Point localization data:
>>>

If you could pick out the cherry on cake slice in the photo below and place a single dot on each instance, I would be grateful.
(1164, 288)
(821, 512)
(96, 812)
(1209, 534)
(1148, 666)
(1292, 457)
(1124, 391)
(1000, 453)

<<<

# What to work on
Transcribe each entry verbatim, leaving none out.

# Final answer
If you could pick out the cherry on cake slice in the photo below and place a single dot on each instance, I would be grateful.
(1164, 288)
(821, 512)
(96, 812)
(1209, 534)
(1148, 666)
(1292, 457)
(1124, 391)
(1000, 453)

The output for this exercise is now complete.